# [Written request]
Express every line of the records below as a Markdown table with two columns, No. and Text. Number the rows in order and leave out blank lines.

----------------

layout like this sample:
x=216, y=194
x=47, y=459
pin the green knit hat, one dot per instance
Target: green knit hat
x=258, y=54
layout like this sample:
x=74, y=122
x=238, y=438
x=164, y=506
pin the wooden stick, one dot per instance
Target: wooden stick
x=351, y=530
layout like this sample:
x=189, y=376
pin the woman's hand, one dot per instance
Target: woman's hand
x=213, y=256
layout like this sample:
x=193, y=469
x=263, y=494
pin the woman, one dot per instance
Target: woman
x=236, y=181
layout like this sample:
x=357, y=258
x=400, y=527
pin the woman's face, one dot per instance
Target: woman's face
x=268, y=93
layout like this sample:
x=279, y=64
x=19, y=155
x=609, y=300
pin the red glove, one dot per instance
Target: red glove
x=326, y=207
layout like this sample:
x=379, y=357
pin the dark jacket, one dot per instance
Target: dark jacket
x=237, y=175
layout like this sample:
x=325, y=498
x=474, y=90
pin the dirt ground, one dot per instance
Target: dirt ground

----------------

# [Expected answer]
| No. | Text |
|---|---|
| 1 | layout like this sample: |
| 2 | x=216, y=194 |
| 3 | x=47, y=459 |
| 4 | pin the green knit hat, one dot per instance |
| 5 | Target: green knit hat |
| 6 | x=258, y=54 |
| 7 | layout like this sample: |
| 8 | x=74, y=122 |
| 9 | x=238, y=438 |
| 10 | x=164, y=506 |
| 11 | pin the wooden stick, one dot per instance |
| 12 | Target: wooden stick |
| 13 | x=351, y=530 |
| 14 | layout like this sample: |
| 15 | x=189, y=376 |
| 16 | pin the woman's hand, one dot per instance |
| 17 | Target: woman's hand |
| 18 | x=213, y=256 |
| 19 | layout like this sample: |
| 20 | x=193, y=469 |
| 21 | x=263, y=494 |
| 22 | pin the woman, one dot per instance |
| 23 | Target: woman |
| 24 | x=236, y=181 |
| 25 | layout like this sample: |
| 26 | x=357, y=258 |
| 27 | x=400, y=527 |
| 28 | pin the woman's face, one dot per instance |
| 29 | Target: woman's face |
| 30 | x=268, y=93 |
| 31 | layout like this sample: |
| 32 | x=279, y=64 |
| 33 | x=19, y=155 |
| 34 | x=609, y=300 |
| 35 | pin the red glove, one dot per instance |
| 36 | Target: red glove |
| 37 | x=326, y=207 |
| 38 | layout like this sample: |
| 39 | x=379, y=357 |
| 40 | pin the dark jacket, one dot per instance |
| 41 | Target: dark jacket |
| 42 | x=237, y=175 |
| 43 | layout like this sample: |
| 44 | x=325, y=498 |
| 45 | x=474, y=90 |
| 46 | pin the dirt ground, one dot per instance |
| 47 | Target: dirt ground |